[Source records]
- Opening Delimiter -

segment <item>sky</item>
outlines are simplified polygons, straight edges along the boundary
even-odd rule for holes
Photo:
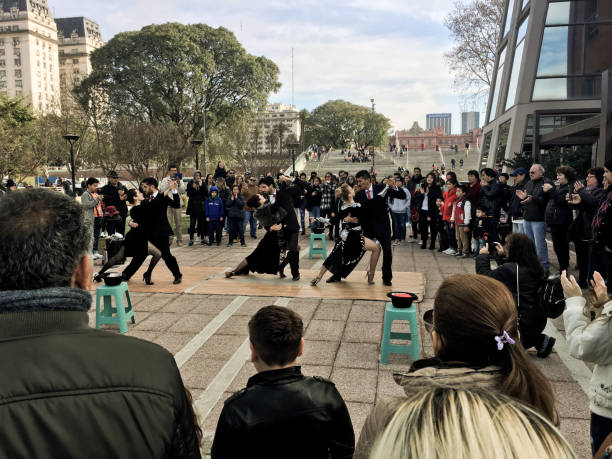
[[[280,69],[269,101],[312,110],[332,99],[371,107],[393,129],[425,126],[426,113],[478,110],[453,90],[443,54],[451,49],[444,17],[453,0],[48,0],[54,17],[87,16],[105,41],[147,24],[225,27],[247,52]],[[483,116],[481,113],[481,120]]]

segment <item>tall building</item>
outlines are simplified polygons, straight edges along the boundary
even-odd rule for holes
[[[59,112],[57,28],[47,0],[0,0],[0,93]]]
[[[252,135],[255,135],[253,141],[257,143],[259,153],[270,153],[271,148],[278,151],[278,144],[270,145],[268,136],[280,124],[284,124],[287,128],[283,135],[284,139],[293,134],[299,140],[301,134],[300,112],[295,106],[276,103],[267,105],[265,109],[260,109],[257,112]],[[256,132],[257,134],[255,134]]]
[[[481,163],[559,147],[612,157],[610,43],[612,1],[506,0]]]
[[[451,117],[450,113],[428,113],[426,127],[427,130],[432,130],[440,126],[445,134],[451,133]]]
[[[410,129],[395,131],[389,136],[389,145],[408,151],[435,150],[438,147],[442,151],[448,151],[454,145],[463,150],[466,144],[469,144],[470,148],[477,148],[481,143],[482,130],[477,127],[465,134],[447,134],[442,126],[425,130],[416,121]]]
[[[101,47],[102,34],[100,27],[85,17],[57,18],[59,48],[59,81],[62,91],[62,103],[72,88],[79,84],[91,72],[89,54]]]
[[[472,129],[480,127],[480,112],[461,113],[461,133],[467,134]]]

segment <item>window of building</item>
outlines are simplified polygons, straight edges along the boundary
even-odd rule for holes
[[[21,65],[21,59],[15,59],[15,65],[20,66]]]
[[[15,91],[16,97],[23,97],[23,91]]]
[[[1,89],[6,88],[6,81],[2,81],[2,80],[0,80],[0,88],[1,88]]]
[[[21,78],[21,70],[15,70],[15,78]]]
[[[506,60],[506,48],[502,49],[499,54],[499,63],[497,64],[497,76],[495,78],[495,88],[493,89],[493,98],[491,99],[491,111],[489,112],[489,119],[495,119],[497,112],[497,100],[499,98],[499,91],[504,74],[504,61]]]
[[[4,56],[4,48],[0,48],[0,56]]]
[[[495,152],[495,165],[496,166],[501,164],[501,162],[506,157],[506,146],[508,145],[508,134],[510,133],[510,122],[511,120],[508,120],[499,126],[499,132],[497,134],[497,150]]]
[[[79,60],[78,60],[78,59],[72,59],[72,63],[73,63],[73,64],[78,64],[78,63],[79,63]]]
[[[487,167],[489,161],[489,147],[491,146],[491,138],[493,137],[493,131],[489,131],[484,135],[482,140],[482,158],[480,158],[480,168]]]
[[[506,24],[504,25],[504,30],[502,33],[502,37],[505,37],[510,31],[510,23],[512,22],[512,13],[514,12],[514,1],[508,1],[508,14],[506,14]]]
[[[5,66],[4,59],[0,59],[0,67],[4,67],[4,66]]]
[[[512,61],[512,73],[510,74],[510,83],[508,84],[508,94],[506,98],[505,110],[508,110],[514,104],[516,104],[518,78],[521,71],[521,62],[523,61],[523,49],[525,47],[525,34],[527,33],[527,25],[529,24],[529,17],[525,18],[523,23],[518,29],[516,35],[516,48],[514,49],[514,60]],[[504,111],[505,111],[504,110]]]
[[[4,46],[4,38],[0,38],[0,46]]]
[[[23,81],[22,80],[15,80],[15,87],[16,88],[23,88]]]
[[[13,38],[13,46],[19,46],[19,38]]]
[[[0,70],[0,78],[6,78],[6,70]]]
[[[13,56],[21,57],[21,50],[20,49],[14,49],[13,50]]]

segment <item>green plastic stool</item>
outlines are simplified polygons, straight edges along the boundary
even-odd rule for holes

- Closing Delimiter -
- Opening Delimiter -

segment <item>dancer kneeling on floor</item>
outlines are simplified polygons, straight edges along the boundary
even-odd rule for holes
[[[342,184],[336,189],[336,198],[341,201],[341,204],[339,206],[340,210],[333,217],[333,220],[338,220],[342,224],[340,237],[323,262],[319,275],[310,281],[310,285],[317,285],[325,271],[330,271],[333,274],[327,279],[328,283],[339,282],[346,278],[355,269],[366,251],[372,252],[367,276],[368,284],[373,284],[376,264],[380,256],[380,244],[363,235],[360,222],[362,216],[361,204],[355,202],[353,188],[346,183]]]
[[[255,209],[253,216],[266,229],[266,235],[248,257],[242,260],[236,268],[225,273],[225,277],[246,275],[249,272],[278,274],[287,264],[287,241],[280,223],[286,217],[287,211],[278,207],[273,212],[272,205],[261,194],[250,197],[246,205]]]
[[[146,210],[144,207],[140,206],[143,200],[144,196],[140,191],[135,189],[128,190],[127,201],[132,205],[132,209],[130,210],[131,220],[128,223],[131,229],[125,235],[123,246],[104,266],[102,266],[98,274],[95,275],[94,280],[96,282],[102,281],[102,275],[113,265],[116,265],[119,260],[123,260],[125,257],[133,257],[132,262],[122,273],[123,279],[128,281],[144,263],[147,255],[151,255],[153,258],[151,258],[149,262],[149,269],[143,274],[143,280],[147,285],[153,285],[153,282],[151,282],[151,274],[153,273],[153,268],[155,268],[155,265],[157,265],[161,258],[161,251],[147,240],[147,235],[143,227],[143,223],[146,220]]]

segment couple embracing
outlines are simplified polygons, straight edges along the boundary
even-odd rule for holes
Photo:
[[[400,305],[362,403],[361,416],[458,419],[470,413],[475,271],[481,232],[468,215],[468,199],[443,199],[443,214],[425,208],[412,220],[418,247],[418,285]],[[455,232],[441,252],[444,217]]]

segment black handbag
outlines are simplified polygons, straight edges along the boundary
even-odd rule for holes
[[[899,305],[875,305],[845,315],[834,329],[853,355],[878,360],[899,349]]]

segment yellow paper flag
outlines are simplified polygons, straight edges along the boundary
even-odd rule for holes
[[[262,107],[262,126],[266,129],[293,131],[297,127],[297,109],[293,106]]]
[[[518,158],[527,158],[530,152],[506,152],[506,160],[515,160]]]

- Closing Delimiter -
- Opening Delimiter -

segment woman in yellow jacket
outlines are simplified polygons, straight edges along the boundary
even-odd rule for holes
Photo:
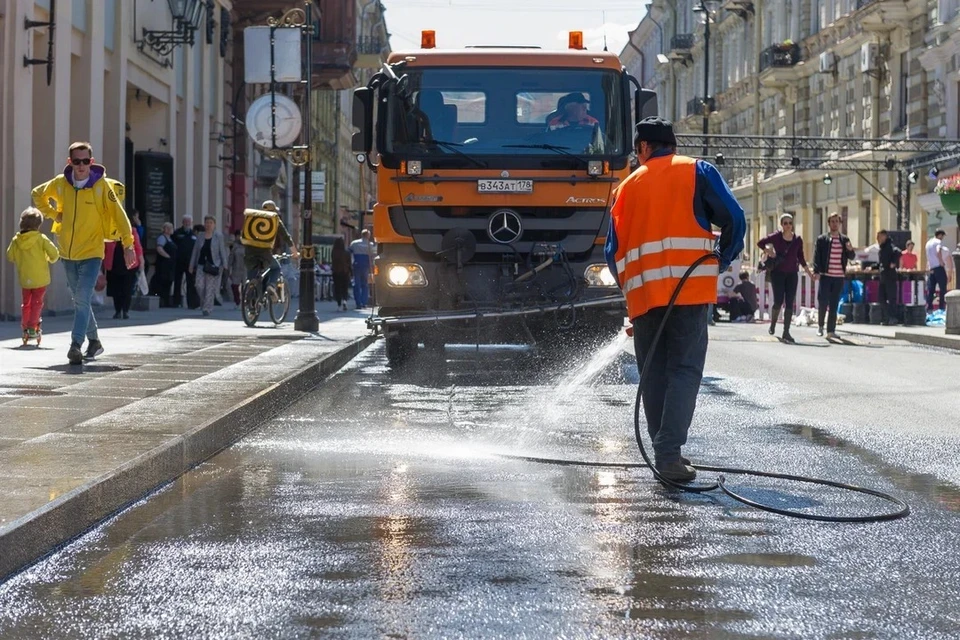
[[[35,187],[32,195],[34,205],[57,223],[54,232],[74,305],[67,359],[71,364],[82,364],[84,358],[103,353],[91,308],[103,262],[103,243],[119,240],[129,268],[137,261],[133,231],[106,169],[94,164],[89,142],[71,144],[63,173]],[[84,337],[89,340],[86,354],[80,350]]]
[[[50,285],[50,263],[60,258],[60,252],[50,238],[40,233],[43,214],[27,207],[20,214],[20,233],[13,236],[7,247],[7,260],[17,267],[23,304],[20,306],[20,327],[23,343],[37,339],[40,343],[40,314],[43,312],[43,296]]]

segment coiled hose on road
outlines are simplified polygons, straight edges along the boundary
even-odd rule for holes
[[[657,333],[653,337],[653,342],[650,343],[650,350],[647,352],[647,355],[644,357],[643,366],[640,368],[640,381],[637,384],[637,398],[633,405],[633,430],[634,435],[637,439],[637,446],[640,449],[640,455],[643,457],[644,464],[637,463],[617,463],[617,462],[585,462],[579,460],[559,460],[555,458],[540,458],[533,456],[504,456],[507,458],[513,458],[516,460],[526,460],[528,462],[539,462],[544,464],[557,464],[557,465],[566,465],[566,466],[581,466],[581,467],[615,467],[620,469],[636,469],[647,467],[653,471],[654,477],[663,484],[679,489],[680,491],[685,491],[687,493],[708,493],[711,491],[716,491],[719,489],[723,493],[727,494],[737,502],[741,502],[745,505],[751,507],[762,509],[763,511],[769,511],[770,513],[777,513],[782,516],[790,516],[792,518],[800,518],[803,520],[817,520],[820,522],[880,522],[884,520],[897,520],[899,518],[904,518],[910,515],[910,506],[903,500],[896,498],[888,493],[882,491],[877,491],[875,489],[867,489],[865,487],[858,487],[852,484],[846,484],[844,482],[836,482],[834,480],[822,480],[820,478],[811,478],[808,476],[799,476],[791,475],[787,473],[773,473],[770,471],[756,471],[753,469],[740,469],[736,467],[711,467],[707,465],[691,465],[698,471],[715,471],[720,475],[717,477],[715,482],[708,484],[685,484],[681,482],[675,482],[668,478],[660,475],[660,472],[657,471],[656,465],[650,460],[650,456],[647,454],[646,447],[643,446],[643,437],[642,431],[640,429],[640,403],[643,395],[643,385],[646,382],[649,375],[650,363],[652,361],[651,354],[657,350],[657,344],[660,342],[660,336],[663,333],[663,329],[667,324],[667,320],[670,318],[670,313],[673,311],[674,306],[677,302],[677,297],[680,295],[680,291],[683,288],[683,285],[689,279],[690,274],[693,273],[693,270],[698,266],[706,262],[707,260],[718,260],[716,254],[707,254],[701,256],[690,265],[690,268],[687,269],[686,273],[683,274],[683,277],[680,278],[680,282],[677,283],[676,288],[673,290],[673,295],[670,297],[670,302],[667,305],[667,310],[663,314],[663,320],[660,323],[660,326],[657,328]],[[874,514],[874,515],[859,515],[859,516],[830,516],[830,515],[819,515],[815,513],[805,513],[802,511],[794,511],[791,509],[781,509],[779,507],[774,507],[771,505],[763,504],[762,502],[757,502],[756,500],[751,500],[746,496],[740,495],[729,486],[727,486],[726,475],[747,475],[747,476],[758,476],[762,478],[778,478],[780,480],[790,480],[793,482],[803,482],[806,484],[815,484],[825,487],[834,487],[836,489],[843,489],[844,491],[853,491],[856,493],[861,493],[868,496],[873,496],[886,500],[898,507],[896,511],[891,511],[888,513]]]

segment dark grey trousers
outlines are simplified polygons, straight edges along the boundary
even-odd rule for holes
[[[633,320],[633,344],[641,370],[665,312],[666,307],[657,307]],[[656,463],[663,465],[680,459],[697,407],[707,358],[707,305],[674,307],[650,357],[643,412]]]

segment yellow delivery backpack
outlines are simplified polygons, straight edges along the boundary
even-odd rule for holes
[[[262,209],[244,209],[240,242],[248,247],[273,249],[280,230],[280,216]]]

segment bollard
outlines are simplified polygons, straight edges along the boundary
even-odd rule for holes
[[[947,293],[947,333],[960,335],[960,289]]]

- Closing Delimiter -

• [Task goal] Find the string "item" in the data. Report each line it appears in.

• [Result]
segment <item>sky</item>
segment <item>tall building</item>
segment <item>window of building</item>
segment <item>green plastic stool</item>
segment <item>dancer kneeling on floor</item>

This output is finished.